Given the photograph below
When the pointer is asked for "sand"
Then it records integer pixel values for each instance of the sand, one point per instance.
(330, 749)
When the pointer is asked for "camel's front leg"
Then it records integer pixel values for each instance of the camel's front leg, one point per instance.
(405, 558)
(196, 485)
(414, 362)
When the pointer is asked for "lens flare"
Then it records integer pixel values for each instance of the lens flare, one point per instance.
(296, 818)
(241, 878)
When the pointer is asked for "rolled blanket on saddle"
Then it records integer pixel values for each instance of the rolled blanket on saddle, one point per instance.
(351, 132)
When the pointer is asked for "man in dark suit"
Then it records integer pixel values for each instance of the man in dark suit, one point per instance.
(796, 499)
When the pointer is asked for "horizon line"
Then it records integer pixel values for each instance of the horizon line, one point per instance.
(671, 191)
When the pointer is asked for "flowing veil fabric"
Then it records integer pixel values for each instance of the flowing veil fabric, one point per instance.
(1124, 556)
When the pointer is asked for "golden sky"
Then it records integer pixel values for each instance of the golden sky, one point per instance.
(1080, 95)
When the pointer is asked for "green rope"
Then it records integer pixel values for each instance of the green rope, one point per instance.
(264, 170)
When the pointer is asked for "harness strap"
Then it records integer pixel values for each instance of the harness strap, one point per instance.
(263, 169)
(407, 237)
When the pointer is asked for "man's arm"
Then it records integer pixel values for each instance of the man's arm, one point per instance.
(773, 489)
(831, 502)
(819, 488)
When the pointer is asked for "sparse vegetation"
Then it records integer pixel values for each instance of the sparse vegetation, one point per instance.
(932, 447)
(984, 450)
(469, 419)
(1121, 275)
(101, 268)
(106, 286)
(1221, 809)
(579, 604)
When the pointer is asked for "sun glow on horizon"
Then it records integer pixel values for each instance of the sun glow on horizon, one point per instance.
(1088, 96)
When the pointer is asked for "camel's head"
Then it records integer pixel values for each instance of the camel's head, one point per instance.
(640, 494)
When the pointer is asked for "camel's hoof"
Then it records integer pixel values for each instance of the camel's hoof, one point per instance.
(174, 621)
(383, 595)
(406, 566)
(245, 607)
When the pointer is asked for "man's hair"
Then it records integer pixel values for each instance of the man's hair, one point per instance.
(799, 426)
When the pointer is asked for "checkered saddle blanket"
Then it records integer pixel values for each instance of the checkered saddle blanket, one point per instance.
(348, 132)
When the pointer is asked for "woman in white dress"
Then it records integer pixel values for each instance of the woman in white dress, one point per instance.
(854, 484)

● Task prompt
Set down the entries above again, word for word.

● Written answer
Given the photograph below
When the pointer is asked for "sand"
Then it records integer pixel values for each instance of the sand, one point per instance.
(330, 749)
When the pointer is asked for "camel's front leg"
Then it records integer pixel values for each instance of the camel's front leg, one point per instance.
(405, 558)
(196, 485)
(414, 362)
When the pointer is asked for "lens flare"
Then it records integer pixel values for each instance of the lens flare, one point per instance.
(296, 818)
(241, 878)
When the pointer is asked for "rolled blanket on saddle"
Then it records integer pixel values for each instance of the rolled blanket on saddle, one point per instance.
(351, 132)
When the pointer is asked for "man in dark suit"
Then it records integer pixel values for each instance of the man in dark suit, one point per instance.
(796, 499)
When the pointer is asked for "horizon line"
Then it records integer pixel values for each instance of the horizon line, one point per instance.
(671, 191)
When the pointer is asked for "flowing veil fabric"
Then it records integer pixel values for each instance of the flowing veil fabric, one point per instance.
(1124, 556)
When the pointer is asked for "golden sky"
Then it records integer pixel values for each instance of the golden sky, one point per instance.
(1080, 95)
When the pointer is asked for "green rope"
Then it records integer pixel values for each instance of the green rope, one point per instance.
(264, 170)
When the pointer is asked for "harness strap"
Then it records integer pixel values for each instance of the harness strap, one point per instance.
(263, 169)
(407, 237)
When the pointer is asked for "man's arm"
Then it records integer pixel values for each instance of the man's arm, one point per instance.
(773, 489)
(831, 502)
(819, 488)
When the pointer is asked for "sparse vegetation"
Then it records integer pixel values for each instance of the sparse vegetation, one point per instance.
(932, 447)
(984, 450)
(469, 419)
(1121, 275)
(101, 268)
(106, 286)
(1221, 809)
(579, 604)
When the pointer is asked for "sun glow on horizon"
Then it records integer pixel values for each instance of the sun glow on horizon, one point per instance.
(1088, 96)
When the pointer is asked for "camel's head"
Then it records integer pixel values for each instance of the camel's head, one point per instance.
(640, 494)
When the pointer is asked for "camel's hoof"
Then it records integer pixel values for each instance of the camel's hoof, one point per instance.
(174, 621)
(383, 595)
(406, 566)
(245, 607)
When the pointer is asked for "man's hair"
Then it records integer pixel values for each instance of the man's hair, one point per instance.
(799, 426)
When the pointer is asked for "checkered saddle blanket"
Then it records integer pixel values for each instance of the checkered saddle blanket, one point per instance.
(348, 132)
When the pointer is asked for "woman in white dress"
Then it records integer pixel values for each instance of the woman in white dress, one point per instance.
(854, 484)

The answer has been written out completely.